— Start TEXT PROVIDED —
Overwriting code/tokenization_script.py


In [102]:
tensorflow_version = '2.6.3'
transformers_version = '4.17.0'
py_version = 'py38'
huggingface_instance_type = 'ml.p2.xlarge'
huggingface_instance_count = 1
huggingface_uri = '763104351884.dkr.ecr.us-west-2.amazonaws.com/huggingface-tensorflow-training:2.6.3-transformers4.17.0-gpu-py38-cu110-ubuntu18.04'

huggingface_processor = ScriptProcessor(
    image_uri=huggingface_uri,
    command=['python3'],
    instance_type=huggingface_instance_type,
    instance_count=huggingface_instance_count,
    base_job_name='huggingface-preprocessing',
    role=role,
)

In [103]:
step_tokenize = ProcessingStep(
    name='EmotionAITokenize',
    processor=huggingface_processor,
    inputs=[
        ProcessingInput(
            source=step_process.properties.ProcessingOutputConfig.Outputs['train'].S3Output.S3Uri,
            destination='/opt/ml/processing/input/train'
        ),
        ProcessingInput(
            source=step_process.properties.ProcessingOutputConfig.Outputs['validation'].S3Output.S3Uri,
            destination='/opt/ml/processing/input/validation'
        ),
        ProcessingInput(
            source=step_process.properties.ProcessingOutputConfig.Outputs['test'].S3Output.S3Uri,
            destination='/opt/ml/processing/input/test'
        ),
    ],
    outputs=[
        ProcessingOutput(
            output_name='tokenized_train', 
            source='/opt/ml/processing/output/tokenized/train'),
        ProcessingOutput(
            output_name='tokenized_validation',
            source='/opt/ml/processing/output/tokenized/validation'),
        ProcessingOutput(
            output_name='tokenized_test', 
            source='/opt/ml/processing/output/tokenized/test'),
    ],
    code='code/tokenization_script.py',
)

In [104]:
%%writefile code/train_script.py
import argparse
import tensorflow as tf
from transformers import TFBertForSequenceClassification, BertConfig


base_dir = '/opt/ml/processing'


def model_fn(num_labels, dropout_prob):
    config = BertConfig.from_pretrained(
        'bert-base-uncased',
        num_labels=num_labels,
        hidden_dropout_prob=dropout_prob,
        attention_probs_dropout_prob=dropout_prob)
    return TFBertForSequenceClassification.from_pretrained('bert-base-uncased', config=config)
— End TEXT PROVIDED —
— Start DATA EXTRACT —
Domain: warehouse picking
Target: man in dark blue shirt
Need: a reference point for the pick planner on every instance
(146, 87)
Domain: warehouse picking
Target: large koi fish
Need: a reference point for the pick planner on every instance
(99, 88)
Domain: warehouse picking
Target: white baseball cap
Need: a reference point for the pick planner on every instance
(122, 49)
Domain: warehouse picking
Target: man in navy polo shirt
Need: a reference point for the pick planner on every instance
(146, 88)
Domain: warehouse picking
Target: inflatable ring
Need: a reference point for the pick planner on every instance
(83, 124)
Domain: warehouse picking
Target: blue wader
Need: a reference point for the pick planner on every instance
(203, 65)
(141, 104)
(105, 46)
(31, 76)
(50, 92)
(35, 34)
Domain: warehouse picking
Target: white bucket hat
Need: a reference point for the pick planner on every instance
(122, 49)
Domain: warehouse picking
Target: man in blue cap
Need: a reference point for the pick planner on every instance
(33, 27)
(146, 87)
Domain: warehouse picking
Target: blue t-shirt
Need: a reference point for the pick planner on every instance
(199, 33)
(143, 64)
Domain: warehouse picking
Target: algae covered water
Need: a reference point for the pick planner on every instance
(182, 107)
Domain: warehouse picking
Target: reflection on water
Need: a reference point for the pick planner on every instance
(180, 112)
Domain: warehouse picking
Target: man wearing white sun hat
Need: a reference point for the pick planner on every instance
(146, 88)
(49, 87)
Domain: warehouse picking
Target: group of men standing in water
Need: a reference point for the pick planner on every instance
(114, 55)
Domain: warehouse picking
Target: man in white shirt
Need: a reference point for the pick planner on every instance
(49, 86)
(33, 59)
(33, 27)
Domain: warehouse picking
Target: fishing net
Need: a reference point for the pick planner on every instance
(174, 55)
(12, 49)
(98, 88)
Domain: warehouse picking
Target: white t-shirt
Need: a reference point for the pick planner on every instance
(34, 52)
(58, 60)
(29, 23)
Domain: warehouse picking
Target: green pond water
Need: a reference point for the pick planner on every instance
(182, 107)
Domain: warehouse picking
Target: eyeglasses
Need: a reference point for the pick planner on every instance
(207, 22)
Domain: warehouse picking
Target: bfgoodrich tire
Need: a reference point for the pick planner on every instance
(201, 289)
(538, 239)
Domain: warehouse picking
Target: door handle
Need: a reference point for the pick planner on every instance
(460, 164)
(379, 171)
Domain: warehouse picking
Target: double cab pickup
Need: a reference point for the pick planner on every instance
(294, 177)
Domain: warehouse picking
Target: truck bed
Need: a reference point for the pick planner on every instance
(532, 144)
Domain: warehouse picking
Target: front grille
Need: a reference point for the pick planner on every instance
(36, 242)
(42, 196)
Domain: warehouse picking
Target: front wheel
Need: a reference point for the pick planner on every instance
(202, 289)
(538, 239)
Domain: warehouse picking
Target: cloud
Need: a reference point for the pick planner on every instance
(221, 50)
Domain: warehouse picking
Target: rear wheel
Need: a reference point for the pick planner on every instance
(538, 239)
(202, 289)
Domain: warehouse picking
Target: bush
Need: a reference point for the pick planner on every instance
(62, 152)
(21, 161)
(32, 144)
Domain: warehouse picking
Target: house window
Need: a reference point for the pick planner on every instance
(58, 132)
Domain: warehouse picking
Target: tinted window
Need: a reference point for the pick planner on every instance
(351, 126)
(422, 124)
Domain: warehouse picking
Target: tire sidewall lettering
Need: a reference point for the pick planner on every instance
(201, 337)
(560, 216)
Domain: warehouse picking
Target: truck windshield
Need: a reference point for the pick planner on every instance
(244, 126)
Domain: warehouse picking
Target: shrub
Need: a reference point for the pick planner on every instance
— End DATA EXTRACT —
* SET OF TASKS
1) Name every keyword argument passed to the ScriptProcessor constructor in the SageMaker notebook code.
2) Resume the SageMaker notebook code from its last line.

* ANSWERS TO THE EXERCISE
1) image_uri, command, instance_type, instance_count, base_job_name, role

2)
def _parse_function(proto):
    # Define the feature description dictionary for `tf.io.parse_single_example`
    feature_description = {
        'input_ids': tf.io.FixedLenFeature([50], tf.int64),
        'attention_mask': tf.io.FixedLenFeature([50], tf.int64),
        'label': tf.io.FixedLenFeature([], tf.int64),
    }
    # Parse the input `tf.train.Example` proto using the dictionary above
    parsed_features = tf.io.parse_single_example(proto, feature_description)
    labels = parsed_features.pop('label')
    return parsed_features, labels


def load_dataset(file_path):
    raw_dataset = tf.data.TFRecordDataset(file_path)
    parsed_dataset = raw_dataset.map(_parse_function)
    return parsed_dataset


if __name__ == '__main__':
    parser = argparse.ArgumentParser()

    # Hyperparameters
    parser.add_argument('--num_layers_to_freeze', type=int, default=0)
    parser.add_argument('--dropout_prob', type=float, default=0.1)
    parser.add_argument('--batch_size', type=int, default=16)
    parser.add_argument('--epochs', type=int, default=3)
    parser.add_argument('--initial_learning_rate', type=float, default=2e-5)
    parser.add_argument('--lr_scheduler', type=str, default='PolynomialDecay')
    parser.add_argument('--decay_steps', type=int, default=5000)
    parser.add_argument('--power_exp', type=float, default=1.0)

    args = parser.parse_args()
    
    train_dataset = load_dataset(f'{base_dir}/output/tokenized/train/tokenized_data.tfrecord')
    val_dataset = load_dataset(f'{base_dir}/output/tokenized/validation/tokenized_data.tfrecord')
    
    train_dataset = train_dataset.shuffle(buffer_size=10000).batch(args.batch_size).prefetch(tf.data.experimental.AUTOTUNE)
    val_dataset = val_dataset.batch(args.batch_size).prefetch(tf.data.experimental.AUTOTUNE)

    # Initialize the model
    model = model_fn(num_labels=9, dropout_prob=args.dropout_prob)

    # Compile and train your model here
    if args.lr_scheduler == 'PolynomialDecay':
        lr_scheduler = tf.keras.optimizers.schedules.PolynomialDecay(
            initial_learning_rate=args.initial_learning_rate,
            decay_steps=args.decay_steps,
            power=args.power_exp
        )
    elif args.lr_scheduler == 'CosineDecay':
        lr_scheduler = tf.keras.experimental.CosineDecay(
            initial_learning_rate=args.initial_learning_rate,
            decay_steps=args.decay_steps,
            alphas=0.0
        )
    else:
        raise ValueError('Invalid learning rate scheduler')

    optimizer = tf.keras.optimizers.Adam(learning_rate=lr_scheduler)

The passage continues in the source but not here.